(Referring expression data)

⁂

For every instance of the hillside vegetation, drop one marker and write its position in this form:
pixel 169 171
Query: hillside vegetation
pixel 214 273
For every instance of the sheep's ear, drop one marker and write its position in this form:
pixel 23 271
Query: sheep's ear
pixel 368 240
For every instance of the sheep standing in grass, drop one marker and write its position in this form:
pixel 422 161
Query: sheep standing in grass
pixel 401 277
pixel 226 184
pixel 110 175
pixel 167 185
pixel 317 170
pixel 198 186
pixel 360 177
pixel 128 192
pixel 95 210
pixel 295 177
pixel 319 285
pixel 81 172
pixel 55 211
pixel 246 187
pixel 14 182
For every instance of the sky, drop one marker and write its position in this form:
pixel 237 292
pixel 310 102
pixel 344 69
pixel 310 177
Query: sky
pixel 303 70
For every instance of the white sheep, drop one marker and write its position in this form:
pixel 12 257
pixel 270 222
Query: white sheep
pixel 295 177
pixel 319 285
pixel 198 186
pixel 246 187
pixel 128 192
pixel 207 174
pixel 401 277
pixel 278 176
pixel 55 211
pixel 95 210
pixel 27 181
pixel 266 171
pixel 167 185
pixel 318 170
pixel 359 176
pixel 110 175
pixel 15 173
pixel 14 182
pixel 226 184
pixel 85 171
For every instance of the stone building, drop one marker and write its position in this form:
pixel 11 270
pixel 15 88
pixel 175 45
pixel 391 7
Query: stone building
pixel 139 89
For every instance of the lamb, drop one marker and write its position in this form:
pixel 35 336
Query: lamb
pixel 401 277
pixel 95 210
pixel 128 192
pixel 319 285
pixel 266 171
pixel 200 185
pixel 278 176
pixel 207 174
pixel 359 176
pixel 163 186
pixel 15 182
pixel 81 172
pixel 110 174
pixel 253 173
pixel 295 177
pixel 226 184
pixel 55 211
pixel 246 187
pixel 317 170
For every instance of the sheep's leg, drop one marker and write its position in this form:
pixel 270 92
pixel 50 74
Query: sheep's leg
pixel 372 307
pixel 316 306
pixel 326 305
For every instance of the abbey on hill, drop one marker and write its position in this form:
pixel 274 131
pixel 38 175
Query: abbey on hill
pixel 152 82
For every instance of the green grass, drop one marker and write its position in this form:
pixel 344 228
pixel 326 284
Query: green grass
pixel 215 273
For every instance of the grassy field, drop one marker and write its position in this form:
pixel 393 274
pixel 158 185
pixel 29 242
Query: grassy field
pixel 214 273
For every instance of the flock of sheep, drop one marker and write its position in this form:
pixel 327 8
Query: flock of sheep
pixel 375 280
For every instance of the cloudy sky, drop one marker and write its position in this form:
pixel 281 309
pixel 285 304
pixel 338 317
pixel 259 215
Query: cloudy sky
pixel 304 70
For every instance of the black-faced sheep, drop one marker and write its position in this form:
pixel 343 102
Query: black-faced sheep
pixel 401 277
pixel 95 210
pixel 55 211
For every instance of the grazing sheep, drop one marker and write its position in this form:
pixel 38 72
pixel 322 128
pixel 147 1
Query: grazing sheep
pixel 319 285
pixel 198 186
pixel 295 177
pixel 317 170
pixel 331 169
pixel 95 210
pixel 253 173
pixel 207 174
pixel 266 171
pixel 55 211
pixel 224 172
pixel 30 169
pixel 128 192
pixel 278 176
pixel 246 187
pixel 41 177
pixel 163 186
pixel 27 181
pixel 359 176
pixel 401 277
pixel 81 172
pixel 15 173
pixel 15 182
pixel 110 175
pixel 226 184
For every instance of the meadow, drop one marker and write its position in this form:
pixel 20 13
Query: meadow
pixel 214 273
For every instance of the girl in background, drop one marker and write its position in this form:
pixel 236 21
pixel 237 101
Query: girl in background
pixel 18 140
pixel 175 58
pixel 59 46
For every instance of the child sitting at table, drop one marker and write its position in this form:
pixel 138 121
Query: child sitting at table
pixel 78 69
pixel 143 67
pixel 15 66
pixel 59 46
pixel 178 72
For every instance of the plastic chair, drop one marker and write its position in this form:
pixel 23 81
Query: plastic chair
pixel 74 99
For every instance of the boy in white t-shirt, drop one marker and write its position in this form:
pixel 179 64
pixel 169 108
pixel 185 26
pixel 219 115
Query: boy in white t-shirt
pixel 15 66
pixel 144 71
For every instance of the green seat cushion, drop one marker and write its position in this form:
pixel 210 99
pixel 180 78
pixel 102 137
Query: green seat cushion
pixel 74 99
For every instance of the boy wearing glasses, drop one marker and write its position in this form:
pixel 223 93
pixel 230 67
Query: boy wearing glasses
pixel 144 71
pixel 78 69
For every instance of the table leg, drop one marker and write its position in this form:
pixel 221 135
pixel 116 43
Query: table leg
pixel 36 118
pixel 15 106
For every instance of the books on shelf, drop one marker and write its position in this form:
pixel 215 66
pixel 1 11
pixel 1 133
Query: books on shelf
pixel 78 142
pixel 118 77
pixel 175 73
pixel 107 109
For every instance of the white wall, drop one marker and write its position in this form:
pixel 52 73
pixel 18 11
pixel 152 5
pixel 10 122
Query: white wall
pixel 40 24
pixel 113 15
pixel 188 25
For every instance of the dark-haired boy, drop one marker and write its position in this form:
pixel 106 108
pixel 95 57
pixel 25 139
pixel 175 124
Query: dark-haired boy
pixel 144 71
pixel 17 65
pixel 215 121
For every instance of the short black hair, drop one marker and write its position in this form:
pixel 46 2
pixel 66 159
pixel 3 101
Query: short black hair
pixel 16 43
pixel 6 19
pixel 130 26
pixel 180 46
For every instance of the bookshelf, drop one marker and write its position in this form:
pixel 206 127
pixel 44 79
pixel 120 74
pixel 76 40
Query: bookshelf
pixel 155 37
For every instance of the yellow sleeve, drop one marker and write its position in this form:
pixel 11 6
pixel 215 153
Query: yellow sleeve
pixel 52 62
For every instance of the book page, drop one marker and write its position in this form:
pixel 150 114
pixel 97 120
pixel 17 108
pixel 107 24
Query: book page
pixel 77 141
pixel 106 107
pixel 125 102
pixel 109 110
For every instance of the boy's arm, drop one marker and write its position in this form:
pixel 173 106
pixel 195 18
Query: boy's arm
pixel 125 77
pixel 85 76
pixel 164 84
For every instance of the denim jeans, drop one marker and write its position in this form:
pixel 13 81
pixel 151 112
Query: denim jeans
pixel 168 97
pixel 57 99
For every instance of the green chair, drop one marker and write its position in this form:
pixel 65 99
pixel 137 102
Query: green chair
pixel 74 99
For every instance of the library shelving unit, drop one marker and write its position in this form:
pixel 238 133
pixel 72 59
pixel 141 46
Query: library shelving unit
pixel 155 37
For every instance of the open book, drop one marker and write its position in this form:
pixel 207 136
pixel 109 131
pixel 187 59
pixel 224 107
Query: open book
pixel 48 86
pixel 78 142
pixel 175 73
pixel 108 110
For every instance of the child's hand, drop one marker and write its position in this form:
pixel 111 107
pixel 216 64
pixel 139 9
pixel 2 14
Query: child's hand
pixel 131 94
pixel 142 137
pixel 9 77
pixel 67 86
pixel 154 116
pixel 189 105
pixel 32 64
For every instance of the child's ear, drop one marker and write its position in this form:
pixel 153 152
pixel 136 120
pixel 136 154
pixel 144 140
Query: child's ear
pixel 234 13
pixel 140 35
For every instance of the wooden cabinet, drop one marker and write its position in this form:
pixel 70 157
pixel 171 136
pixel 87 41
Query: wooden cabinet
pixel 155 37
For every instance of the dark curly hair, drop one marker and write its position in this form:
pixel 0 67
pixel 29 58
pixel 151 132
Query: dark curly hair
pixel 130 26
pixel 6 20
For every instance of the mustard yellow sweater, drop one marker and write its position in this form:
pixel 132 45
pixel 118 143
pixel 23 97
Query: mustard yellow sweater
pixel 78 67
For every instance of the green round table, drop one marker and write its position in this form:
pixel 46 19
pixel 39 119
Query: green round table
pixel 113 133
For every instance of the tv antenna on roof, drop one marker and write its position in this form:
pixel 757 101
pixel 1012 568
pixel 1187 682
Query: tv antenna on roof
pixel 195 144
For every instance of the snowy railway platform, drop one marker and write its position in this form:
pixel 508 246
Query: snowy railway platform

⁂

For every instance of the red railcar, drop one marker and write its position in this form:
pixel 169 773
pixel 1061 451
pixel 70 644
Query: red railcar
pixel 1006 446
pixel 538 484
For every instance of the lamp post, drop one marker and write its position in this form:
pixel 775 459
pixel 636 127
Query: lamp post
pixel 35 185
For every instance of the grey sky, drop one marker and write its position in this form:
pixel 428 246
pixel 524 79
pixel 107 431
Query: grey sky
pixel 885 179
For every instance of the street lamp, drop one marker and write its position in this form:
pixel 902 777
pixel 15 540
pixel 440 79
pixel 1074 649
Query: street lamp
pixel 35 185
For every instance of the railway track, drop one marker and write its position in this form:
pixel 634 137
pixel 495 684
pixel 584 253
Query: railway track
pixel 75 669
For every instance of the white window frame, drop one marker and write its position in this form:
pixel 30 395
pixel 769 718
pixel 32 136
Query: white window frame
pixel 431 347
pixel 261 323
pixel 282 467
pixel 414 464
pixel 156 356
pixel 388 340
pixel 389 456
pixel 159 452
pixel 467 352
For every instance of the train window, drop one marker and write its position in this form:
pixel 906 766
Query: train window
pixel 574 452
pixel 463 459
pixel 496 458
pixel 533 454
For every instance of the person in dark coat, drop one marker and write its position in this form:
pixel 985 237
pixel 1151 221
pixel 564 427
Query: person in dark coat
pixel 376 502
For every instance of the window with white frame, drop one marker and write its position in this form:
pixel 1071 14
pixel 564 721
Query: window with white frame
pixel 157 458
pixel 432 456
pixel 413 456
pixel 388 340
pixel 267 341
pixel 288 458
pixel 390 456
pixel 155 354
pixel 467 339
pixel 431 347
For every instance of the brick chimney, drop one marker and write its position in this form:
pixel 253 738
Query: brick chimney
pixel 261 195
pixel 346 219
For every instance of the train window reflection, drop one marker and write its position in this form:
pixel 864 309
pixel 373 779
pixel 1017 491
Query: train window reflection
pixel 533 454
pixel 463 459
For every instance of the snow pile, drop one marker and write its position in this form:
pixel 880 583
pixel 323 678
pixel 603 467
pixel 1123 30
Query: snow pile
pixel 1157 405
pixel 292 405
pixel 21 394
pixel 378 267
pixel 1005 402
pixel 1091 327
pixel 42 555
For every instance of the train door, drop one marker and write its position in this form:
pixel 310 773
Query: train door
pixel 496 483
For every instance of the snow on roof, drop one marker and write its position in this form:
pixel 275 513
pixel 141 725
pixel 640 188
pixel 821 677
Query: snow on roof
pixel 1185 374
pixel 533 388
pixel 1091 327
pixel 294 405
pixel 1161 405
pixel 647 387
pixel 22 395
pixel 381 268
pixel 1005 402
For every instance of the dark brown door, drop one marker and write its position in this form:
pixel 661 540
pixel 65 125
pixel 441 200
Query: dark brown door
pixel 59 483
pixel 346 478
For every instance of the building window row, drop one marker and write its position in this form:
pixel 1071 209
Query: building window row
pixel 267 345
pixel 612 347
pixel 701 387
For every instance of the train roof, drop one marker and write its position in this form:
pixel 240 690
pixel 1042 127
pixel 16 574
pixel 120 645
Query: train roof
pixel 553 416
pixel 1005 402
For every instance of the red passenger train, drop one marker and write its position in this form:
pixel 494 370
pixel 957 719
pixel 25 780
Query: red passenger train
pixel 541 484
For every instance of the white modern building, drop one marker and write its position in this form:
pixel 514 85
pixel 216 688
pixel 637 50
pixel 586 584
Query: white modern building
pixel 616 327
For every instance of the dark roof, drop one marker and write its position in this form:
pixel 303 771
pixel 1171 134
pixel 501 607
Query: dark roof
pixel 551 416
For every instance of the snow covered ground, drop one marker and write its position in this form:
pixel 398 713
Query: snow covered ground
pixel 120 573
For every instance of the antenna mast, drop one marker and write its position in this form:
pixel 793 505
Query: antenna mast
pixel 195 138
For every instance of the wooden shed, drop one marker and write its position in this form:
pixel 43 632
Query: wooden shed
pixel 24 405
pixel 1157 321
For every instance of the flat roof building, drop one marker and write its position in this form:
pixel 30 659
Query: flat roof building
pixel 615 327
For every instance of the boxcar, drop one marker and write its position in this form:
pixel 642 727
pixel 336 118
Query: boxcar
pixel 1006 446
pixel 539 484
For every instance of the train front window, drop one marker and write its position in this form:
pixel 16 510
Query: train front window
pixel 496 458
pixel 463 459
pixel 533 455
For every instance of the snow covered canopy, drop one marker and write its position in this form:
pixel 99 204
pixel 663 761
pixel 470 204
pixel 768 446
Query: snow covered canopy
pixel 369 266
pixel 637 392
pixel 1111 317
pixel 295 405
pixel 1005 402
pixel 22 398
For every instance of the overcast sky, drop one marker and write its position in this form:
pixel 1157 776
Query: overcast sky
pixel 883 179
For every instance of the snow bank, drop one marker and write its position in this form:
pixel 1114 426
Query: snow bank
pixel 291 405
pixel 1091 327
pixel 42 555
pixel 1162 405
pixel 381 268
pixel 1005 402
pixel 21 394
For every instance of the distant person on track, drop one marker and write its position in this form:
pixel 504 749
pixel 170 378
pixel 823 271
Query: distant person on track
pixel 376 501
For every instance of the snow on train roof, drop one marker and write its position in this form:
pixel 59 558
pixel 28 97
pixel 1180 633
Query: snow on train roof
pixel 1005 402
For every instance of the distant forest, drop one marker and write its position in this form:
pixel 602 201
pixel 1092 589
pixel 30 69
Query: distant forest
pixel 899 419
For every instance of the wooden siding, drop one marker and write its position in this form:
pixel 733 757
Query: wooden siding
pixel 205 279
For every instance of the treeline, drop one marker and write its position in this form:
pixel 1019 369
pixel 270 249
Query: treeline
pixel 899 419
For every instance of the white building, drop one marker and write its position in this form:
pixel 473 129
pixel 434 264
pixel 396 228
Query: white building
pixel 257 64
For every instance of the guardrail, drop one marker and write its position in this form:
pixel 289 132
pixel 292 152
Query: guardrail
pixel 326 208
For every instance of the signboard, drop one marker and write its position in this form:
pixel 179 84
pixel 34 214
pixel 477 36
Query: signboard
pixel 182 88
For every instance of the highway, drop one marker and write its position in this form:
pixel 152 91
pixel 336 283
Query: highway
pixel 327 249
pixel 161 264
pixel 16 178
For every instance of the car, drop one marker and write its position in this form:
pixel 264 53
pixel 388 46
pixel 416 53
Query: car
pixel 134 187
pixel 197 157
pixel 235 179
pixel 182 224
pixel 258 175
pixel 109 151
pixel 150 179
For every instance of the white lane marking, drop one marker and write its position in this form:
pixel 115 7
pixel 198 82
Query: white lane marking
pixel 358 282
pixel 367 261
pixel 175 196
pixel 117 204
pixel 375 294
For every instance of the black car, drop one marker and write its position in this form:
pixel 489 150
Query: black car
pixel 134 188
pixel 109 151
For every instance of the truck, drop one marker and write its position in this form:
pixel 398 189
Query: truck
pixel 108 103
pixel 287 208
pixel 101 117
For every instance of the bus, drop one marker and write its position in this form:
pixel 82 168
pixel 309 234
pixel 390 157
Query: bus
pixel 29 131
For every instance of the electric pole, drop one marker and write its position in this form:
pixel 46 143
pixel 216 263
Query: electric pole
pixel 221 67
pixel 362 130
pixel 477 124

⁂

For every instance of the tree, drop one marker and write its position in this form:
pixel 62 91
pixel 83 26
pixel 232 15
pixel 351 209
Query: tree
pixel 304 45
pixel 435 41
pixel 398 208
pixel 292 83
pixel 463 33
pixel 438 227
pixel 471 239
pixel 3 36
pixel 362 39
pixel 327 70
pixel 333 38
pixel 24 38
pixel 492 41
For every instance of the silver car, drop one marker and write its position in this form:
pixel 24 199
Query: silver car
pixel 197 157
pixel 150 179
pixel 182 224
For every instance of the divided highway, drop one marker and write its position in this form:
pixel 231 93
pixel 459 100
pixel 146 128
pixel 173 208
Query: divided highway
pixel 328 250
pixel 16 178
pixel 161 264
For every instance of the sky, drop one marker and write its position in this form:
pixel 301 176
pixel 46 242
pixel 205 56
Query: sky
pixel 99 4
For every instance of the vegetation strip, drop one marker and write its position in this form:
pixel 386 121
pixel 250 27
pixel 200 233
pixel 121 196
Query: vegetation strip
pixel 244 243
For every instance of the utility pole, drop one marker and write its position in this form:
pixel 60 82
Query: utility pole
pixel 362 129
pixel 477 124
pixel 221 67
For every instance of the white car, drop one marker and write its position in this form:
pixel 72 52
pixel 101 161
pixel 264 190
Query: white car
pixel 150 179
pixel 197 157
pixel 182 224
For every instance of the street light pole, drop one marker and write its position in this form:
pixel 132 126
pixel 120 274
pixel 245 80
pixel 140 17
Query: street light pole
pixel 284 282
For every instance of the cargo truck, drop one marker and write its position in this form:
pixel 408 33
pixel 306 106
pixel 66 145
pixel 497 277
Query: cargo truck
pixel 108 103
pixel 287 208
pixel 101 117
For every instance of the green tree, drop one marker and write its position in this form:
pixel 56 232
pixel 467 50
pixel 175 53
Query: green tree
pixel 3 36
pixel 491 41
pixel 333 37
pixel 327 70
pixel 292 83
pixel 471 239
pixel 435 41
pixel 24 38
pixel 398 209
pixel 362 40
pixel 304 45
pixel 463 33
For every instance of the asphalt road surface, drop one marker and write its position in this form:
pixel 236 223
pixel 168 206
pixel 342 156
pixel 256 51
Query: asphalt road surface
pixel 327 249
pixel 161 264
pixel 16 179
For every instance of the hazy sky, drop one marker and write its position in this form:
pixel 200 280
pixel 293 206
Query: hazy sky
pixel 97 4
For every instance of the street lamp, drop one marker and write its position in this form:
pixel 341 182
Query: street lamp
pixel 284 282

⁂

Exercise -
Answer with one number only: how many lines above contain the word "platform".

Answer box -
2